Items listed in a dataset
=== Begin Enclosure ===

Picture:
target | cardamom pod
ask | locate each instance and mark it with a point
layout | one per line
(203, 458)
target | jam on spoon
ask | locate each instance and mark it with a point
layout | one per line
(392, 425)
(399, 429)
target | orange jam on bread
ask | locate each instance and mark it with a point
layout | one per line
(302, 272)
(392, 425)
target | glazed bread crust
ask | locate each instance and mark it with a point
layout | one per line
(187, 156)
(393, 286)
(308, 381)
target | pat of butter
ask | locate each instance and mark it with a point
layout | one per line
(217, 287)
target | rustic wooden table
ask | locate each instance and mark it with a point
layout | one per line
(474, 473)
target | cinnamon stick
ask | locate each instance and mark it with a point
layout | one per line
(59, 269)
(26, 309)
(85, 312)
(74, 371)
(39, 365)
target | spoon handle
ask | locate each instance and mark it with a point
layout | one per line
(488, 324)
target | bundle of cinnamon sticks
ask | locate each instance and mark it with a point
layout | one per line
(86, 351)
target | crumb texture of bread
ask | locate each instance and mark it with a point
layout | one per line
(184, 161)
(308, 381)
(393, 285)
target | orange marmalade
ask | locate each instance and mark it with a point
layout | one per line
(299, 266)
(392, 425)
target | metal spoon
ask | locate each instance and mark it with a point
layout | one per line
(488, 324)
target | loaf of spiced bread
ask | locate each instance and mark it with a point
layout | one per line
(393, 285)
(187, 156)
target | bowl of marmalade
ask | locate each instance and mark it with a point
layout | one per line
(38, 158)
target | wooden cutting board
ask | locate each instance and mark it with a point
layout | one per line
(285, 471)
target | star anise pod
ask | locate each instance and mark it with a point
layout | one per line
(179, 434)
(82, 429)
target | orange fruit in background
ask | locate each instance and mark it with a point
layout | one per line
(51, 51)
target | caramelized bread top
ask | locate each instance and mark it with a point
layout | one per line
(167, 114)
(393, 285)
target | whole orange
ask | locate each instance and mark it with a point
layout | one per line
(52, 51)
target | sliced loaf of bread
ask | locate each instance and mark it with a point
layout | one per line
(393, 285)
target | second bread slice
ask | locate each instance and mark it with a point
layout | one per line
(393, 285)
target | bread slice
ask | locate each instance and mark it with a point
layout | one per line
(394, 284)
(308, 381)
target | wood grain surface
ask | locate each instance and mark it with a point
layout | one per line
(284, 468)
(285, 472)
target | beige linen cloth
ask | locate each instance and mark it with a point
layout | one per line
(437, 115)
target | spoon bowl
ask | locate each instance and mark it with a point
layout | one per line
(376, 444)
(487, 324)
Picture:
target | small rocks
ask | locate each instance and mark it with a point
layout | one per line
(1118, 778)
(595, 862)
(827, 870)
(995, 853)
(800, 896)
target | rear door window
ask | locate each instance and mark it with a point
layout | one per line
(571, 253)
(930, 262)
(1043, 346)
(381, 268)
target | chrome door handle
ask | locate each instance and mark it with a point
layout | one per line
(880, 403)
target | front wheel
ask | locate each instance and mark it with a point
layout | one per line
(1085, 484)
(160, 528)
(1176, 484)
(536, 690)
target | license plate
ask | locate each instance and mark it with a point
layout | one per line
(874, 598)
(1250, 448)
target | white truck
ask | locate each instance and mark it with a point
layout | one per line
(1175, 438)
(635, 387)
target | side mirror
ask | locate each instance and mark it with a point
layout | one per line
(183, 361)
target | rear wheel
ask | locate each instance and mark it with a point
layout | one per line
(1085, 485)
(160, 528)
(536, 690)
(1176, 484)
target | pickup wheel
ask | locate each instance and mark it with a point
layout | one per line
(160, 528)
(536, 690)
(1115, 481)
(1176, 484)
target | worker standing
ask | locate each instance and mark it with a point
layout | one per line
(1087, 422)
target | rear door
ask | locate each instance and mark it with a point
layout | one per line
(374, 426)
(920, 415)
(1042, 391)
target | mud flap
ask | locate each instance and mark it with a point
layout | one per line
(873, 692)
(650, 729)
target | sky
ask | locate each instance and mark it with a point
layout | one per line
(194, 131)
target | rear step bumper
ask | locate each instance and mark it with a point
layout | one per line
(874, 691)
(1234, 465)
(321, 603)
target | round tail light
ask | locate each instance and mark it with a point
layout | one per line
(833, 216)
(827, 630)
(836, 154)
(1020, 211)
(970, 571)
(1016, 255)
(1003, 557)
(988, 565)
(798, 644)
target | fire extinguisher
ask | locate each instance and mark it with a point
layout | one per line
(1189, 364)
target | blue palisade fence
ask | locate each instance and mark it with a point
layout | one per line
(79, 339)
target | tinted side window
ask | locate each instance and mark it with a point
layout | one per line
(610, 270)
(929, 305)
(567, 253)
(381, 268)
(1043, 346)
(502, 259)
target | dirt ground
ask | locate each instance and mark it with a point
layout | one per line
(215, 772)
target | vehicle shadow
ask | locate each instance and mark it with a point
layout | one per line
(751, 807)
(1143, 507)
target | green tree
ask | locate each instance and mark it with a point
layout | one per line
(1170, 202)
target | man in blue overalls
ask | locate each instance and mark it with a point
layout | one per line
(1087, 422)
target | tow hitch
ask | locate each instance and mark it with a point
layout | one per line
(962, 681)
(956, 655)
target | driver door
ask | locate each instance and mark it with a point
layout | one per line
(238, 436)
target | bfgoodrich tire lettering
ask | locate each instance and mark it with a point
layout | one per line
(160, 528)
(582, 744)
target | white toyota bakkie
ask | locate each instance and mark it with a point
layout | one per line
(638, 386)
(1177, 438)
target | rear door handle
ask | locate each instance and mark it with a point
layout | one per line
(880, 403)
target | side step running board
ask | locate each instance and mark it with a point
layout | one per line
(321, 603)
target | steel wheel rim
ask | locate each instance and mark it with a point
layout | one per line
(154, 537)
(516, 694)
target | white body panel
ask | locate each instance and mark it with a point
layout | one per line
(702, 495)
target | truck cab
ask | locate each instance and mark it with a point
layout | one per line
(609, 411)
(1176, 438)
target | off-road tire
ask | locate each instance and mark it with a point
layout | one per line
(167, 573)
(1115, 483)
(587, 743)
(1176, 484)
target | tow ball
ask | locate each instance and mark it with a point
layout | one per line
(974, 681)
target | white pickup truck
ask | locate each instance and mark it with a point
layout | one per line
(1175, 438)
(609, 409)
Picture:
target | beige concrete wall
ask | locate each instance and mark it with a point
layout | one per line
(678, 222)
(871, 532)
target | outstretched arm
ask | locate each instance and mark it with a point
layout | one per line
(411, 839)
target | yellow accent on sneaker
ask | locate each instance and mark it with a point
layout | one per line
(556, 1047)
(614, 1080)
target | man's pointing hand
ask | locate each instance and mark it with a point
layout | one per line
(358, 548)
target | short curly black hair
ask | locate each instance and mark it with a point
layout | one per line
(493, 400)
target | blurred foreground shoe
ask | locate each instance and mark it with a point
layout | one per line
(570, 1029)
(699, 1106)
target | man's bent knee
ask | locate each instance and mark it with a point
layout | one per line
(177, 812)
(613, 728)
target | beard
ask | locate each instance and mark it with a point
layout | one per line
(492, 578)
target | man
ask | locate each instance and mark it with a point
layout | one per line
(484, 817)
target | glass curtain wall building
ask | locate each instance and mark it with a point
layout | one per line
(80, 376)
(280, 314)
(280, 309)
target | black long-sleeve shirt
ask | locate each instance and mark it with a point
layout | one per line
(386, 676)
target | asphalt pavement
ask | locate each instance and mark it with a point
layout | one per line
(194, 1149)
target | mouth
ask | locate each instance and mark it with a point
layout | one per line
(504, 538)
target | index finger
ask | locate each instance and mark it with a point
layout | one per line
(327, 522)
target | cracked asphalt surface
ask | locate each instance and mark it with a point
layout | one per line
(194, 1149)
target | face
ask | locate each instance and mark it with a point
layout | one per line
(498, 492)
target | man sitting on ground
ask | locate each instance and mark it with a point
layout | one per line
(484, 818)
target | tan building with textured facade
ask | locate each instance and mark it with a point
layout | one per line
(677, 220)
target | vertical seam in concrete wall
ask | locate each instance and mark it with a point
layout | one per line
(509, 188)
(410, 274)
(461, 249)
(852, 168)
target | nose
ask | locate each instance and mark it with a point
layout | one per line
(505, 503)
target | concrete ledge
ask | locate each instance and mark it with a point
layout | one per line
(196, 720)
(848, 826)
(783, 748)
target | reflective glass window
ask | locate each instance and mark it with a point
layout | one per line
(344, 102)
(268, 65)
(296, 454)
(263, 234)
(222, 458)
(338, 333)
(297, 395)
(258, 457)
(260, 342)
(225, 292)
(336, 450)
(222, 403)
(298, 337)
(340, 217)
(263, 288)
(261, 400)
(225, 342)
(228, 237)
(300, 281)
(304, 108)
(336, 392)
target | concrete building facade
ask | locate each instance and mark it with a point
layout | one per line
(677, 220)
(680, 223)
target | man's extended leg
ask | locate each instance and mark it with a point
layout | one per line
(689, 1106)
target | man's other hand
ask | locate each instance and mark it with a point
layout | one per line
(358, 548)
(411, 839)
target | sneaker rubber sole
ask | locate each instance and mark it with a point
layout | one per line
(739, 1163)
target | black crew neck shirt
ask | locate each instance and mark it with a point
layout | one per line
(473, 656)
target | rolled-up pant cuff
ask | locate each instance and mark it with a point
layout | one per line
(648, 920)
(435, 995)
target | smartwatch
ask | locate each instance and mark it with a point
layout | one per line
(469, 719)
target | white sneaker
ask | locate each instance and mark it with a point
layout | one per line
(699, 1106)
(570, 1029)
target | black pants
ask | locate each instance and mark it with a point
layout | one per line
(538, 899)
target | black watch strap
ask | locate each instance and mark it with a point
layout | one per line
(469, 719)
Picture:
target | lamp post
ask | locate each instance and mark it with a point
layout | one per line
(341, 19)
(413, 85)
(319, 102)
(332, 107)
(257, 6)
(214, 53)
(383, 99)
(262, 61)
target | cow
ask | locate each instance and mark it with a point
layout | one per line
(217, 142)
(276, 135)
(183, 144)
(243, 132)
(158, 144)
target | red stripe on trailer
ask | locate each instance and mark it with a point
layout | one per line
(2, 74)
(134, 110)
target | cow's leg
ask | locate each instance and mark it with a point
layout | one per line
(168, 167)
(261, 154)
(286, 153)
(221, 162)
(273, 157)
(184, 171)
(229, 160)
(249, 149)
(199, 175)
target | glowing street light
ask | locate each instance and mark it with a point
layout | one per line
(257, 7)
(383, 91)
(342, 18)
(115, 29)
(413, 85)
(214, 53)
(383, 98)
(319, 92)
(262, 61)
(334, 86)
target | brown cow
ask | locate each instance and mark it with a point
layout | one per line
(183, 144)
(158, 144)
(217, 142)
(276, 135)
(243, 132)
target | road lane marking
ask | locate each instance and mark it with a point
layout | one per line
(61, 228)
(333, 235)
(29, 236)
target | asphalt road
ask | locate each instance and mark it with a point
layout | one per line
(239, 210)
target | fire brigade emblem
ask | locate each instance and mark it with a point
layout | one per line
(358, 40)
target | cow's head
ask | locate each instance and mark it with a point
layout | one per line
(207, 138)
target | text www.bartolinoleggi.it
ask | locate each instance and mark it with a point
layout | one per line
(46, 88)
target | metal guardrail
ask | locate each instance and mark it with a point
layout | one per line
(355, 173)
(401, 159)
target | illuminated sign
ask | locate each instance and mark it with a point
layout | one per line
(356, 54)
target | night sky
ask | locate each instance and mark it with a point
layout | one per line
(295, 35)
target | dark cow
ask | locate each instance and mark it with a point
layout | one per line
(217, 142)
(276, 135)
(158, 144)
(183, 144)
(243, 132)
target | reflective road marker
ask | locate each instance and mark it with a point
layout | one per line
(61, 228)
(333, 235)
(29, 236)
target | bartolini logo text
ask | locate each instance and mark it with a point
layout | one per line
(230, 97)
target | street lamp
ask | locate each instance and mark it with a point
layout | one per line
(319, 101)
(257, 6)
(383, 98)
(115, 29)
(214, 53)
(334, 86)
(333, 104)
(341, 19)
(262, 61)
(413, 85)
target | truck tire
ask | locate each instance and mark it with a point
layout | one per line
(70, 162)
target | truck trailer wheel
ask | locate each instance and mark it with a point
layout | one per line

=== End Enclosure ===

#### Required work
In the records above, some lines hold the word "asphalt"; copy each such line.

#### Response for this exercise
target | asphalt pavement
target | cracked asphalt surface
target | asphalt road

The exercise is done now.